# TASK REQUIREMENTS:
Write out, word for word, every line from the one where "Target: dense forest canopy" occurs to the final line of the entries, and nothing beyond them.

START SUPPLIED INFORMATION

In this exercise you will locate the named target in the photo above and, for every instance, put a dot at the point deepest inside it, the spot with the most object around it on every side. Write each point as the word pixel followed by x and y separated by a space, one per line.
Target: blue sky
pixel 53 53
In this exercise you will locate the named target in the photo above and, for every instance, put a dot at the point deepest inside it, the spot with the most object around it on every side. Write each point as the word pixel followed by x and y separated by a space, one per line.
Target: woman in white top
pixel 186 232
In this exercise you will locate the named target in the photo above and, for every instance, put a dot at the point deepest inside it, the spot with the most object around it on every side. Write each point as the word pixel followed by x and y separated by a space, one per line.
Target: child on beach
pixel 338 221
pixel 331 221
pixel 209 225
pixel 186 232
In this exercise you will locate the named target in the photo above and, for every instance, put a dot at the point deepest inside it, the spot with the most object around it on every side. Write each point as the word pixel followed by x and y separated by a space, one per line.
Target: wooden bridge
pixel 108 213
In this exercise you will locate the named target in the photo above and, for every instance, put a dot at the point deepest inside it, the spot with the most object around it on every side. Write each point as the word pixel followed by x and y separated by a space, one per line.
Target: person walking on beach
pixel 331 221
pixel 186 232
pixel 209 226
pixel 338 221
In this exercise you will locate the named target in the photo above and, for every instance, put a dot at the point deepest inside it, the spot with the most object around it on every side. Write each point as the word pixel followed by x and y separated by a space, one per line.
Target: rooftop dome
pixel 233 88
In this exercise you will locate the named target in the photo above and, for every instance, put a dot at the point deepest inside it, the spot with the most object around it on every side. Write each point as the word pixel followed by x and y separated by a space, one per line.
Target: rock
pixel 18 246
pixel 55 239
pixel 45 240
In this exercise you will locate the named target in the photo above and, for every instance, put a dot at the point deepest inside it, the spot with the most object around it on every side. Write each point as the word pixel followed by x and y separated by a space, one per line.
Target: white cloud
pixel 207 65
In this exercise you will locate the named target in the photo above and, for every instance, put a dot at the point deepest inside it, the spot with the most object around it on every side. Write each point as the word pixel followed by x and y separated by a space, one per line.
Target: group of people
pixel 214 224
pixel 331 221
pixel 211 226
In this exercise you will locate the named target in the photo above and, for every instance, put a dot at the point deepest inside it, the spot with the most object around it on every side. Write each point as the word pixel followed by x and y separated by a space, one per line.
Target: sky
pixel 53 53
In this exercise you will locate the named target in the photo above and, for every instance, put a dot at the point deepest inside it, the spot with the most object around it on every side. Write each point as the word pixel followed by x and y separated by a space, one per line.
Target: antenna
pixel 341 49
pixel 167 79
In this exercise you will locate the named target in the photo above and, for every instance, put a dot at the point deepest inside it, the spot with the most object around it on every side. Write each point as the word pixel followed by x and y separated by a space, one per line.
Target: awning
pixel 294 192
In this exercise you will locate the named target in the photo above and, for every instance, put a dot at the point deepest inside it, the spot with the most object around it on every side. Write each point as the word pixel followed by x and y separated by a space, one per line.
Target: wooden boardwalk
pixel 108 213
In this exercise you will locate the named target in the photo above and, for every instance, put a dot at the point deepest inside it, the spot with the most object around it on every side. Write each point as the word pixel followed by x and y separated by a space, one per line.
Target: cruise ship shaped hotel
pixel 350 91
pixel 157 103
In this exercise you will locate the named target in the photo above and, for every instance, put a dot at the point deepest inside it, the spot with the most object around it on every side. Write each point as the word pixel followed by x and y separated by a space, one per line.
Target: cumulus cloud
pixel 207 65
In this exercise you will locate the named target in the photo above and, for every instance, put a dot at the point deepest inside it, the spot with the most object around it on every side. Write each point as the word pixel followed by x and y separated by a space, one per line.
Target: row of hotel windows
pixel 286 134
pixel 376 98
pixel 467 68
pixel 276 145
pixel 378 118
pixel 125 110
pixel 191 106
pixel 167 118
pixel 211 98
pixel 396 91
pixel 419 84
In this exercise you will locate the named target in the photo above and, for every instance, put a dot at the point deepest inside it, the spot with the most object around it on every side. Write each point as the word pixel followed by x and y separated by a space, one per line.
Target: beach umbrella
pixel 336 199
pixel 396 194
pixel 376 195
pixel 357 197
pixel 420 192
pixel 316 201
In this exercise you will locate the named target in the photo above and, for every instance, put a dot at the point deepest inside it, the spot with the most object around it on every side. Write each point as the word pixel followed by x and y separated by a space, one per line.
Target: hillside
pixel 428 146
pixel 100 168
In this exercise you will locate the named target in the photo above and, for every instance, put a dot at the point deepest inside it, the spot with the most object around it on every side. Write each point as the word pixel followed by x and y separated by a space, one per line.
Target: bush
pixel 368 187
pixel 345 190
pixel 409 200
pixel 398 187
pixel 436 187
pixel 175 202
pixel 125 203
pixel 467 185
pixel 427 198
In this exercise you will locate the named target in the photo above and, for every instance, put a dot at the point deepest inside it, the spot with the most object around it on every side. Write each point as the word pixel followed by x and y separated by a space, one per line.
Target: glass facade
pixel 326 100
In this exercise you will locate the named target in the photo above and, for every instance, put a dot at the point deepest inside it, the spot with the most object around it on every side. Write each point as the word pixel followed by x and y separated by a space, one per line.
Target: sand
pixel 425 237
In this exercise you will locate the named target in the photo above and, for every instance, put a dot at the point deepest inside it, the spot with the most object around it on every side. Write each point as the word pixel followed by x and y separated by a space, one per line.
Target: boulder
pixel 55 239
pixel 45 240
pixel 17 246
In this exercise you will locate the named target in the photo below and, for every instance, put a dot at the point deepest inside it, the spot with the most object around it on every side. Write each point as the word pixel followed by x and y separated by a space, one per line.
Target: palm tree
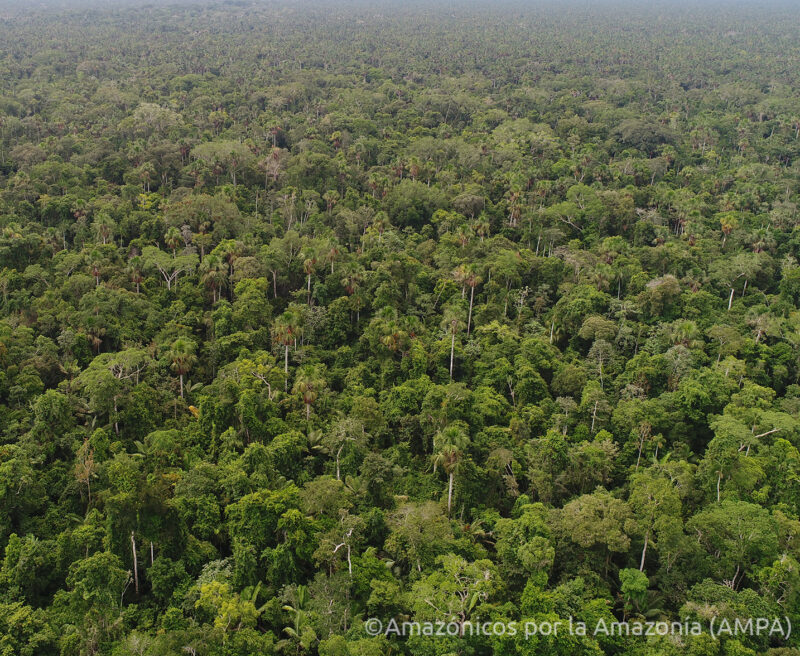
pixel 449 446
pixel 182 356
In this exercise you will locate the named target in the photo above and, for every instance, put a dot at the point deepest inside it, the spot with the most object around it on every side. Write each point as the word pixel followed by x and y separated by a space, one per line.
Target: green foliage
pixel 476 312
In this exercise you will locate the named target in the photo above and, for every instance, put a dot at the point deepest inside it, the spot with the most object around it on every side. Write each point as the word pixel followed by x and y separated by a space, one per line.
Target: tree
pixel 285 330
pixel 182 357
pixel 449 447
pixel 169 267
pixel 308 383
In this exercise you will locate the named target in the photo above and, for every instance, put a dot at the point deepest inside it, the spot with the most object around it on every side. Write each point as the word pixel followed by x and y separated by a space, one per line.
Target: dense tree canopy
pixel 310 314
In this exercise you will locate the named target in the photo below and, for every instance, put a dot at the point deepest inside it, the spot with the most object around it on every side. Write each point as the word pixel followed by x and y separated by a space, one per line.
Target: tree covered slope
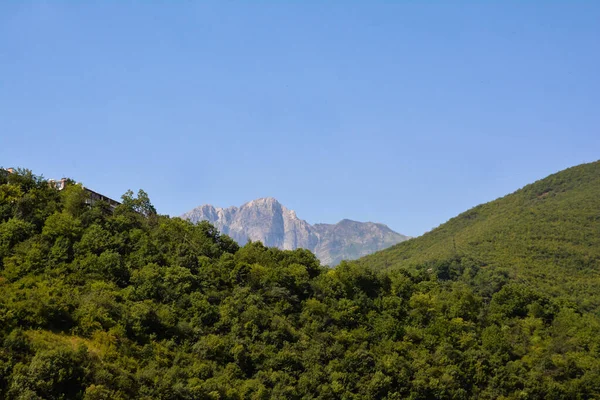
pixel 129 304
pixel 546 234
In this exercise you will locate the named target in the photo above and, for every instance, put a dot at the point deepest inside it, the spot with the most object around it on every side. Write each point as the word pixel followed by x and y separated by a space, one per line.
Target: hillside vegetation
pixel 129 304
pixel 546 235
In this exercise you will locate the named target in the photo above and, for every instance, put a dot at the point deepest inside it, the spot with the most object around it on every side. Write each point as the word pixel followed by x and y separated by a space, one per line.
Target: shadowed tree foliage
pixel 130 304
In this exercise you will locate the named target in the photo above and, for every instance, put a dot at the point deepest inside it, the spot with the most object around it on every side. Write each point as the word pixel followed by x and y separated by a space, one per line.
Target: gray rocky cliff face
pixel 268 221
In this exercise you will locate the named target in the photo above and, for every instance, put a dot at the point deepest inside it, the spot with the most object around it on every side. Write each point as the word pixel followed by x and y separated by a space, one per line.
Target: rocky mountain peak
pixel 270 222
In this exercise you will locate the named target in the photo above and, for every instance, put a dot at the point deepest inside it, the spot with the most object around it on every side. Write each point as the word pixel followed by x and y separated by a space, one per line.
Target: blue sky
pixel 405 113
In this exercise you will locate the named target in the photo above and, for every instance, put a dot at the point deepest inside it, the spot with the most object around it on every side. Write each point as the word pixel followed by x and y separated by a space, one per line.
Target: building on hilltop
pixel 92 196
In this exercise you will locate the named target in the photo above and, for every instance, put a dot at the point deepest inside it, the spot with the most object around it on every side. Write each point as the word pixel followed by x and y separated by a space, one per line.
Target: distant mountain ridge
pixel 270 222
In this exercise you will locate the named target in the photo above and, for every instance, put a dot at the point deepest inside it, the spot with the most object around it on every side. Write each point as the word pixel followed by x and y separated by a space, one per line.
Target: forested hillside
pixel 129 304
pixel 546 235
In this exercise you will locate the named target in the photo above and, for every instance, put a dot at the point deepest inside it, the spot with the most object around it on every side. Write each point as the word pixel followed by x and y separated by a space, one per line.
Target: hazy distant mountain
pixel 268 221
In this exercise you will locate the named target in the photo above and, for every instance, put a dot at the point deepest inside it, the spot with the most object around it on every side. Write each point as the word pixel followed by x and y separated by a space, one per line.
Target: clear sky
pixel 405 113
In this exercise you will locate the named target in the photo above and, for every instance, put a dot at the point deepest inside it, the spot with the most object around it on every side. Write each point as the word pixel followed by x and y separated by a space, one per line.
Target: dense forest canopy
pixel 97 304
pixel 546 235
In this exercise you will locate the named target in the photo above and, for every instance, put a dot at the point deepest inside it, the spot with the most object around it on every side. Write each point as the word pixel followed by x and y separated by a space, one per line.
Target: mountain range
pixel 273 224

END SUPPLIED INFORMATION

# TASK OUTPUT:
Target: dense forest canopy
pixel 97 304
pixel 546 235
In this exercise you will locate the named target in the photo above and, for every instance, put a dot at the point deepest inside it, the spot with the most object around it on every side. Write each point as the word pixel followed by x and y separated by a space, one per line.
Target: mountain range
pixel 273 224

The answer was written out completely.